### EXCERPTED TEXT ###

C. glabrata cells were exposed to 1 µg/mL of micafungin in SC broth at 37 °C for 1 h. RNA-seq analysis was performed as described in the materials and methods. Venn diagrams show the number of differentially expressed genes in cells treated with micafungin relative to untreated controls (>2-fold change in expression, adjusted P -value of <0.05, DESeq2 analysis applying a two-sided test for each gene with multiple comparison adjustments using the Benjamini-Hochberg method). Representative Gene Ontology (GO) terms are shown (P < 0.05, ~5 terms in order from the term with the lowest P-value, one-sided binomial test with multiple comparison adjustments using the Bonferroni method). Note that no statistically significant term was found for genes upregulated only in the ipi1^R70H mutant. Source data are provided in Supplementary Data 2.

Fig. 8. Effects of loss of calcineurin on antifungal susceptibility of the C. glabrata ipi1^R70H mutant.

###

» **ACTIVITY LIST**:
a) Copy out the figure legend from "C. glabrata cells" to "in Supplementary Data 2.".
b) Answer these questions using the figure legend:
(i) At what temperature were the C. glabrata cells exposed to micafungin?
(ii) Which method was used to adjust for multiple comparisons in the DESeq2 analysis?
(iii) Where are the source data provided?
The lines that come after this point bear no relation to the figure legend.

### EXCERPTED RECORDS ###

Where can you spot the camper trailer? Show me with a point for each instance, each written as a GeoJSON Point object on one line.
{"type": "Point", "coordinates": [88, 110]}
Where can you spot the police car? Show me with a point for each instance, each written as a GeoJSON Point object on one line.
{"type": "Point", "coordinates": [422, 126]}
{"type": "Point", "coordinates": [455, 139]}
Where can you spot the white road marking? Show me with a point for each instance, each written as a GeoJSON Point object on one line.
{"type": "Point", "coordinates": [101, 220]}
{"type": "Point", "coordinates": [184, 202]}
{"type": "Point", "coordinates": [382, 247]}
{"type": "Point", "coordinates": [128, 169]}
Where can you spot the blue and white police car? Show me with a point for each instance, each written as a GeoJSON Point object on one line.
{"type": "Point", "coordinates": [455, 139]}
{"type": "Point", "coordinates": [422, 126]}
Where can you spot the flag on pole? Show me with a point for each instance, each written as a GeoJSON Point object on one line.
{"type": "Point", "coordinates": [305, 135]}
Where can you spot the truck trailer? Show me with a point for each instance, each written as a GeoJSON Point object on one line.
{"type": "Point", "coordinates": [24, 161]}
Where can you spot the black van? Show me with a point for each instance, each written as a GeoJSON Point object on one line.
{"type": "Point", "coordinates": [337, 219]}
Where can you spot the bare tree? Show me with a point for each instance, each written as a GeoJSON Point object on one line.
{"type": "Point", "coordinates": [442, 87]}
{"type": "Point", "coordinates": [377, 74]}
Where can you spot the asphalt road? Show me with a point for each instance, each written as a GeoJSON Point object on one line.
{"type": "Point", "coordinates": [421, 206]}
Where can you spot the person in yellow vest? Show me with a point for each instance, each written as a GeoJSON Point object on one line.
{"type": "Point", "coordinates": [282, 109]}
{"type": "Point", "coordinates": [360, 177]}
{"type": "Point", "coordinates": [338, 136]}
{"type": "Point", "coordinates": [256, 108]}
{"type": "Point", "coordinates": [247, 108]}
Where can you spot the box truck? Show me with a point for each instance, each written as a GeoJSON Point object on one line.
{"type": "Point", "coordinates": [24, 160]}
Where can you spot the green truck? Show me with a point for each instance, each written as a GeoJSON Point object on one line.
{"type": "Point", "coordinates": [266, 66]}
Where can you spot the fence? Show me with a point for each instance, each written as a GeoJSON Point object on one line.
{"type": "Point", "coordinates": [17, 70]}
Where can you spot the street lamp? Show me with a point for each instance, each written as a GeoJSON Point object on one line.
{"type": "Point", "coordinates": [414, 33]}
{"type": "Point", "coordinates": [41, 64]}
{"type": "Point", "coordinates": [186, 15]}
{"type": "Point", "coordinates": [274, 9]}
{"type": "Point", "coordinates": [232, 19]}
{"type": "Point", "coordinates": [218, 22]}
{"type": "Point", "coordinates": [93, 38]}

###

» **RESPONSES PER TASK**:
a)
C. glabrata cells were exposed to 1 µg/mL of micafungin in SC broth at 37 °C for 1 h. RNA-seq analysis was performed as described in the materials and methods. Venn diagrams show the number of differentially expressed genes in cells treated with micafungin relative to untreated controls (>2-fold change in expression, adjusted P -value of <0.05, DESeq2 analysis applying a two-sided test for each gene with multiple comparison adjustments using the Benjamini-Hochberg method). Representative Gene Ontology (GO) terms are shown (P < 0.05, ~5 terms in order from the term with the lowest P-value, one-sided binomial test with multiple comparison adjustments using the Bonferroni method). Note that no statistically significant term was found for genes upregulated only in the ipi1^R70H mutant. Source data are provided in Supplementary Data 2.

b)
(i) 37 °C
(ii) The Benjamini-Hochberg method
(iii) In Supplementary Data 2